Please answer from the source text: what office did Kathy Ottersten run for in 2018?

## Source text
▼

I first came across Kathy Ottersten’s name while researching the history of harm reduction, a framework developed in the 1980s that advocated for safer drug use as opposed to criminalization or abstinence-only models. At the time, one in two people in New York City who used intravenous drugs was HIV-positive. New York state law expedited contagion by making the unauthorized possession or distribution of syringes illegal, forcing people to reuse and share supplies. In response, ACT UP—a queer-led, grassroots group organizing to end the AIDS crisis—arranged a coordinated action where Ottersten and nine other activists were arrested for illegally possessing sterile syringes. The arrests were meant to spur a trial that might legalize needle exchange in New York. Ottersten and their peers risked jail time, but eventually won their case when a judge ruled that the activists couldn’t be punished because they were directly saving lives.
After the verdict, members of the ACT UP needle exchange committee founded the Lower East Side Harm Reduction Center (LESHRC). Since its founding, the center has expanded, continuing its needle exchange, and also offering broader support, including overdose prevention programs and limited medical services. In my four years volunteering at the LESHRC, I learned about the activists who risked imprisonment to make the center possible. In 2021 Ottersten reached out to me after I published an article on New York’s history of needle exchange. They’ve been an important mentor to me ever since.
Ottersten’s activism extends far beyond a single trial. In the ’80s, they were active in both ACT UP (where they were the only out trans person) as well as the pacifist Catholic movement Pax Christi. In that time, they courted arrest, coordinated a soup kitchen, and organized peer groups for trans youth. In 2018, Ottersten ran for Fairbanks City Council, becoming the second openly intersex person elected to public office in the United States, and the first ever in the state of Alaska. I talked to Ottersten about transphobia within ACT UP, the importance of visibility, and how risk-taking can be a form of care.
Hannah Gold: You got involved with both Pax Christi and ACT UP around the same time. How did that happen?

▲

Referring expression data:

▼

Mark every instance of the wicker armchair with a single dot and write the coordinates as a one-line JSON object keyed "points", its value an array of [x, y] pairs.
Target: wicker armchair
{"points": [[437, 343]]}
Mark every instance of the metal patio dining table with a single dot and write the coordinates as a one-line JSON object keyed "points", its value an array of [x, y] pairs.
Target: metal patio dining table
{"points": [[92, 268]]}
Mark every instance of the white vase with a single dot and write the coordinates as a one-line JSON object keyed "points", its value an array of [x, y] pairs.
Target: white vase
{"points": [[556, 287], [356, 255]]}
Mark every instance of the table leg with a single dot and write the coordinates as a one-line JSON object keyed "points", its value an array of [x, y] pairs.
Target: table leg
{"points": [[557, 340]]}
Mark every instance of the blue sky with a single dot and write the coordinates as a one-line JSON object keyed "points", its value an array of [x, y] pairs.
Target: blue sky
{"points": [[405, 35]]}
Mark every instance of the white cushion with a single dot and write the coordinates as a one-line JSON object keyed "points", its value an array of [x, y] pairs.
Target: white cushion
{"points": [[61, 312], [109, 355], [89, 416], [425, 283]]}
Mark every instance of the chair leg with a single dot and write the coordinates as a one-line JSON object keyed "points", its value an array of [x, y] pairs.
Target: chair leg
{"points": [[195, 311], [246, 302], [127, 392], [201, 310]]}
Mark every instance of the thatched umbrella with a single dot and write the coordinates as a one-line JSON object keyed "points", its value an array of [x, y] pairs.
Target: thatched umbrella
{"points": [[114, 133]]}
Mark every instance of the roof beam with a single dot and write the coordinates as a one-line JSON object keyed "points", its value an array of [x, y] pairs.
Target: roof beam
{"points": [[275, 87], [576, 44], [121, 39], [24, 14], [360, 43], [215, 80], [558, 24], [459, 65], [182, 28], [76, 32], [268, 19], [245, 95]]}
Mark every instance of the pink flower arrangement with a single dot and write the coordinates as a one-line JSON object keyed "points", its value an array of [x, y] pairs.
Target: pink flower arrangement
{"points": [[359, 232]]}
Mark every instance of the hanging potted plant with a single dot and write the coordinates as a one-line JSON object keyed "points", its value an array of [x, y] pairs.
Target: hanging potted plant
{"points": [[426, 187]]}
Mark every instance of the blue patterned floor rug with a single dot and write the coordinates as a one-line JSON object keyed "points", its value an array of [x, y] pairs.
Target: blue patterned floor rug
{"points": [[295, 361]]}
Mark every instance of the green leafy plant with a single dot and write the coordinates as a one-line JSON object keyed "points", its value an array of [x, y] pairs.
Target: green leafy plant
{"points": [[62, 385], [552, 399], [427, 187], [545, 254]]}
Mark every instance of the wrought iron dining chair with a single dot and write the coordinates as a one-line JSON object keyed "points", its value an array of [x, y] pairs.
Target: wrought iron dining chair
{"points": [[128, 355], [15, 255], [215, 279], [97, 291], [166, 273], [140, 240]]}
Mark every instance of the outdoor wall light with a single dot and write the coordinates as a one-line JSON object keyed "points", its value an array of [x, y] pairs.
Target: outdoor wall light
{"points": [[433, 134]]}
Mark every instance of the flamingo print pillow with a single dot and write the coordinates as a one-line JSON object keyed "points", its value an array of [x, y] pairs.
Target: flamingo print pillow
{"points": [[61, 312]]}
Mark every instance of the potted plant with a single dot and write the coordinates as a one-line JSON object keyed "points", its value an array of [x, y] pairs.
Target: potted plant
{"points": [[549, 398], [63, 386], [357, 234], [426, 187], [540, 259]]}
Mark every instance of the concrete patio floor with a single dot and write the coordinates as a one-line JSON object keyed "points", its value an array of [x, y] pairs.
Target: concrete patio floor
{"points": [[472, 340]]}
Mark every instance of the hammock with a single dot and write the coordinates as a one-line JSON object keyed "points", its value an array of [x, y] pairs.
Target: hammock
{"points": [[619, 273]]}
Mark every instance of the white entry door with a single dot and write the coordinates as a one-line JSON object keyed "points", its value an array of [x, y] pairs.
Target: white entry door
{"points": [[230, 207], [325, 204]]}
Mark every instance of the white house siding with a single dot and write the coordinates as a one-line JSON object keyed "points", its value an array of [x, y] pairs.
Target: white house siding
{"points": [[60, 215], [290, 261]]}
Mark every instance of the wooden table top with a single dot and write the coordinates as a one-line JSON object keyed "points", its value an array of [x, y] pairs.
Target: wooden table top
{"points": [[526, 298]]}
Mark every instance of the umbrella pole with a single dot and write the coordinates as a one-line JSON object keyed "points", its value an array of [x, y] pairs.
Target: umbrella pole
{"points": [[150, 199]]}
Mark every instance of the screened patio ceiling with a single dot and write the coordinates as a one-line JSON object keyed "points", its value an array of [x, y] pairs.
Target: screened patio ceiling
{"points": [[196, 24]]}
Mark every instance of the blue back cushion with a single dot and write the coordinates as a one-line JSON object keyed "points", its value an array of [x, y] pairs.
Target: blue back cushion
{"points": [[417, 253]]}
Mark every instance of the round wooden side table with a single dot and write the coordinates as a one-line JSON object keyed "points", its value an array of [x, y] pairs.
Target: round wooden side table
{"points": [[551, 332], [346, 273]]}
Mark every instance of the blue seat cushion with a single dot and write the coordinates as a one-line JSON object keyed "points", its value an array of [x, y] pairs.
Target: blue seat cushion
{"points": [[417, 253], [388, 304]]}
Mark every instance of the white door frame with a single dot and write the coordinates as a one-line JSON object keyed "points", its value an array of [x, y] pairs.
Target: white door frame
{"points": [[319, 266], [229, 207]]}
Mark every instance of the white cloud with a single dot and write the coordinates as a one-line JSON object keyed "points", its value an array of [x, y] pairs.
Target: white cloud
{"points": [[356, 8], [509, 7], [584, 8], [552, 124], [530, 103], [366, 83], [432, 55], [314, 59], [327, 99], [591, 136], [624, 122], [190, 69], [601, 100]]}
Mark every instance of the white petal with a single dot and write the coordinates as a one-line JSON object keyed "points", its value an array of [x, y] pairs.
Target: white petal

▲

## Task result
Fairbanks City Council.